→ Selected passage
━━━━━━━━━━━━━━━━━━━━
Yeah I like the idea of a switcher, It's just a bit over my knowledge.
Especially about the display connector, if it's proprietary.

And glad that you confirmed the global layout, and the fact that the ms8 could handle the added delay.
Now it's not optimized because my sides are passive two way, but with 3 feet apart between woofer and tweeter.
So I can get strange effect, "jumping" sound.
It was the already the case before, and now that I think about it I should try to hide the rear tweeters during 1st sweep…
I plan for an active 2 way soon, or maybe your new GS line... 2x6" as sides and 2x4" on the parcel shelf.

But I still have a lot of questions about the ms8 behavior though (I've made some measures last week end that were interesting but I need to confirm).
Maybe you'll have time to help me on one?

*About the head angle/placement during the sweeps.
*
Since I have 2 cal to perform now, I try to carefully match them.
(at least until I fully understand the effect, I want to stay neutral).
I always tried different angles before with only one ms8, the impact was sometime very subtile or non existent, sometime obvious.
Easy to mess up, but hard to improve I'd say, kind of hard to manage, so I usually kept the "mirror to mirror" way, always consistent.

> So is there a real relation between head angles during calibration and final stage width/balance?
Or is it just a convenient / indirect way to ask the user to perform the 6 measurement around the head for the final EQ?
(à la Earl Geddes)


----------



## Elgrosso (Jun 15, 2013)

little update.
So I kept listening to my pillars for 2/3 weeks, last we I worked a bit more on them just to be sure the mids have enough volume.
Before they had about 0.15L, so I vented them in the pillar, plus a tweeter a bit more integrated.*

From the small box for the mid, and tape for tweeter:









to:
































Ugly 









Then several cal at 500/400/300, didn't try 200/24 (gb25 should handle it).
Spent a week at 300Hz.
The volume didn't change a lot the response, the width was more my main concern.
If staging was high, with good depth, width was too limited on the left side, and center not clean.
In fact the center was really sensitive to my head placement during cal.
━━━━━━━━━━━━━━━━━━━━
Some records
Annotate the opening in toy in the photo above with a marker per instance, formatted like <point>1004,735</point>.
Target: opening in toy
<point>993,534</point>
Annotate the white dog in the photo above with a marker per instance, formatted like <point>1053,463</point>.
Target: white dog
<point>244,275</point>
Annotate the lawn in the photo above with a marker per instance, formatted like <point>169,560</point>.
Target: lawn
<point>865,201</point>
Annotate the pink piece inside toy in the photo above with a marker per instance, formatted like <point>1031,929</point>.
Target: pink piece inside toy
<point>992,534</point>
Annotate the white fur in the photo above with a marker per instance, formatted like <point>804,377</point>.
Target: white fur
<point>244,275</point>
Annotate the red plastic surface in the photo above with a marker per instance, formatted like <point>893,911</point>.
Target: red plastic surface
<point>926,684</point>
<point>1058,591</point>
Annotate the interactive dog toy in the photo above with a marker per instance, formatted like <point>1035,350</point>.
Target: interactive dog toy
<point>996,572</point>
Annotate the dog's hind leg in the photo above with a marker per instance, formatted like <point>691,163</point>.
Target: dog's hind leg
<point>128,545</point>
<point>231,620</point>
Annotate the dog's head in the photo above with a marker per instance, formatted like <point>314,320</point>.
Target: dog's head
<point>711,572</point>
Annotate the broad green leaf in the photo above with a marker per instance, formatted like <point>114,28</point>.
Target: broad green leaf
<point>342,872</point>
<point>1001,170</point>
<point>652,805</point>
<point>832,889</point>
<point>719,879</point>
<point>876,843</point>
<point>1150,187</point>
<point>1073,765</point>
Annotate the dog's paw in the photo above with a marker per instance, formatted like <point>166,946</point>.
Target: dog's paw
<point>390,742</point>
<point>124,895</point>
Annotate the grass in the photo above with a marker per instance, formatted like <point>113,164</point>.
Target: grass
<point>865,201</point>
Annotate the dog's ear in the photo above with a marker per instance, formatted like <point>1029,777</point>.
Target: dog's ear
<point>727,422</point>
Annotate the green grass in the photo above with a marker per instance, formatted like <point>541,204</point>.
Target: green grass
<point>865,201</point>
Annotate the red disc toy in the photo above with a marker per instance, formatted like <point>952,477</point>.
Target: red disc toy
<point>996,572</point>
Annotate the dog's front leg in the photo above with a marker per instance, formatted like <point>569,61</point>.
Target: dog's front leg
━━━━━━━━━━━━━━━━━━━━
→ Short task 1
List the frequencies at which the forum thread says calibrations were run.
→ Short task 2
In the records, start at the line that contains "Annotate the red disc" and continue through the last line of the records. Rewrite those lines, requests included, multiplying each answer coordinate by 0.45 and rounding to whole numbers with halves rounded up. Keep the format samples in the requests unchanged.

→ Task output 1
500 Hz, 400 Hz, 300 Hz

→ Task output 2
Annotate the red disc toy in the photo above with a marker per instance, formatted like <point>952,477</point>.
Target: red disc toy
<point>448,257</point>
Annotate the dog's front leg in the photo above with a marker per instance, formatted like <point>569,61</point>.
Target: dog's front leg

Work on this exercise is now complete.